TASK INSTRUCTIONS: Rewrite the listing below with every "drawing" changed to "image" and everything else left as it is. Leave the pictures out of your version.

SUPPLIED MATERIAL:
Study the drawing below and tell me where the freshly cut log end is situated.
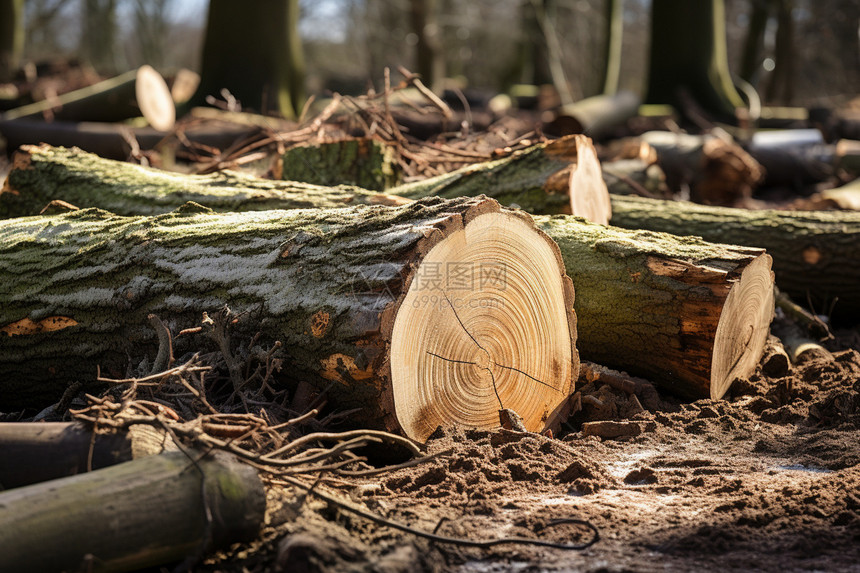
[536,215,773,399]
[570,137,612,225]
[711,254,774,400]
[134,65,176,131]
[0,197,578,439]
[391,211,579,441]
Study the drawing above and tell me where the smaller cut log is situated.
[536,215,773,399]
[761,334,791,378]
[544,91,641,140]
[0,451,266,572]
[772,320,833,364]
[0,422,176,489]
[745,129,835,189]
[642,131,763,205]
[611,195,860,323]
[280,138,400,191]
[3,66,176,131]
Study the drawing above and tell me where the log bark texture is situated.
[280,139,400,191]
[0,194,579,439]
[612,195,860,322]
[0,422,176,490]
[0,452,266,572]
[536,215,773,399]
[0,136,609,222]
[0,145,403,218]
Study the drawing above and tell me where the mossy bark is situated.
[0,145,400,218]
[612,195,860,322]
[645,0,743,120]
[0,198,499,424]
[0,452,266,571]
[281,139,400,191]
[535,215,773,398]
[0,136,606,217]
[386,136,582,215]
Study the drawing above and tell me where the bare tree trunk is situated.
[409,0,445,91]
[600,0,624,95]
[646,0,743,119]
[0,0,24,82]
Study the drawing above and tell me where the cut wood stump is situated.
[611,195,860,322]
[536,215,774,399]
[0,198,579,440]
[280,139,400,191]
[0,451,266,572]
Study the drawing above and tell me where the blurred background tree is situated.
[0,0,860,113]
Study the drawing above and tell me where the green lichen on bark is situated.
[0,145,386,218]
[0,194,487,414]
[612,195,860,321]
[386,137,575,215]
[535,215,761,397]
[281,139,400,191]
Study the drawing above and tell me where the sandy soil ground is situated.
[195,322,860,573]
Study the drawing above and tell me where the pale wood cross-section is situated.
[391,211,579,440]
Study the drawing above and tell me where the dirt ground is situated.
[195,322,860,573]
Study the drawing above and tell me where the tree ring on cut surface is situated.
[711,254,773,400]
[391,211,579,441]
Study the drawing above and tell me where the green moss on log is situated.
[0,145,394,218]
[612,195,860,322]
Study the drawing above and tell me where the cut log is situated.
[596,159,672,199]
[642,131,763,205]
[0,145,406,218]
[0,452,266,572]
[536,216,773,399]
[0,422,176,490]
[612,195,860,322]
[0,119,259,160]
[3,66,176,131]
[0,194,579,440]
[5,136,609,222]
[281,139,400,191]
[746,129,835,188]
[544,91,641,139]
[386,135,608,217]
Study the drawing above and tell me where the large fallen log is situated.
[0,422,175,491]
[0,194,579,440]
[612,195,860,322]
[0,452,266,572]
[5,136,609,223]
[0,145,406,217]
[535,215,773,399]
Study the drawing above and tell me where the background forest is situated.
[11,0,860,105]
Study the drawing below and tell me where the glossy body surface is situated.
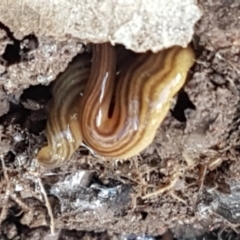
[37,43,194,167]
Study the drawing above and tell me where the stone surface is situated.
[0,0,201,52]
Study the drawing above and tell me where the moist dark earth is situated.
[0,0,240,240]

THE RESULT:
Study the image below and tell me where the freshly cut log end is situated.
[536,215,773,399]
[570,137,612,225]
[711,254,774,400]
[134,65,176,131]
[0,197,578,439]
[391,211,579,441]
Study the image above and tell me where the smaller cut log is situated.
[536,215,773,399]
[761,334,791,378]
[544,91,641,140]
[0,451,266,572]
[772,320,833,364]
[0,422,176,489]
[745,129,835,189]
[642,131,763,205]
[611,195,860,323]
[280,138,400,191]
[3,66,176,131]
Study the image above and tell me where the log bark texture is situated.
[280,139,400,191]
[0,194,579,439]
[612,195,860,322]
[0,422,176,490]
[0,452,266,572]
[536,215,773,399]
[0,136,609,222]
[0,145,403,218]
Study the image above and tell me where the mossy bark is situated.
[0,145,400,218]
[612,195,860,322]
[645,0,743,120]
[0,198,499,424]
[0,452,266,571]
[281,139,400,191]
[535,215,773,398]
[0,136,606,217]
[386,136,582,215]
Study the image above and tell me where the bare tree trunk is situated.
[409,0,445,91]
[600,0,624,95]
[646,0,743,119]
[0,0,24,82]
Study the image above and tell me where the cut wood stump is situated.
[611,195,860,322]
[536,215,774,399]
[0,198,579,440]
[280,139,400,191]
[0,451,266,572]
Study the image above and tell me where the blurred background tree is situated.
[0,0,860,113]
Study the image above and tell me where the green lichen on bark is situated.
[0,145,386,218]
[0,194,487,414]
[612,195,860,321]
[386,137,575,215]
[535,215,761,397]
[281,139,400,191]
Study the image above and tell me where the sandy soil ground is situated.
[195,322,860,573]
Study the image above and tell me where the pale wood cross-section is situated.
[391,211,579,440]
Study the image above and tell me where the dirt ground is situated.
[195,322,860,573]
Study the image above and tell me where the tree ring on cut surface is situated.
[711,254,773,400]
[391,211,579,441]
Study the image above and tell me where the green moss on log is situated.
[0,145,394,218]
[612,195,860,322]
Study the image above and tell me where the cut log is situated.
[596,159,672,199]
[642,131,763,205]
[0,145,406,218]
[0,452,266,572]
[536,216,773,399]
[0,422,176,490]
[612,195,860,322]
[0,119,259,160]
[3,66,176,131]
[0,194,579,440]
[5,136,609,222]
[281,139,400,191]
[746,129,835,188]
[544,91,641,139]
[386,135,608,217]
Study the image above and tell me where the large fallen log is situated.
[0,422,175,491]
[0,194,579,440]
[612,195,860,322]
[0,452,266,572]
[5,136,609,223]
[0,145,406,217]
[535,215,773,399]
Study the image above and tell me where the background forest is situated.
[11,0,860,105]
Study the image below and tell me where the glossy body surface is situated.
[37,43,194,167]
Study the image above and tell me where the stone surface is situated.
[0,0,201,52]
Study the image above and tell me where the moist dark earth is situated.
[0,0,240,240]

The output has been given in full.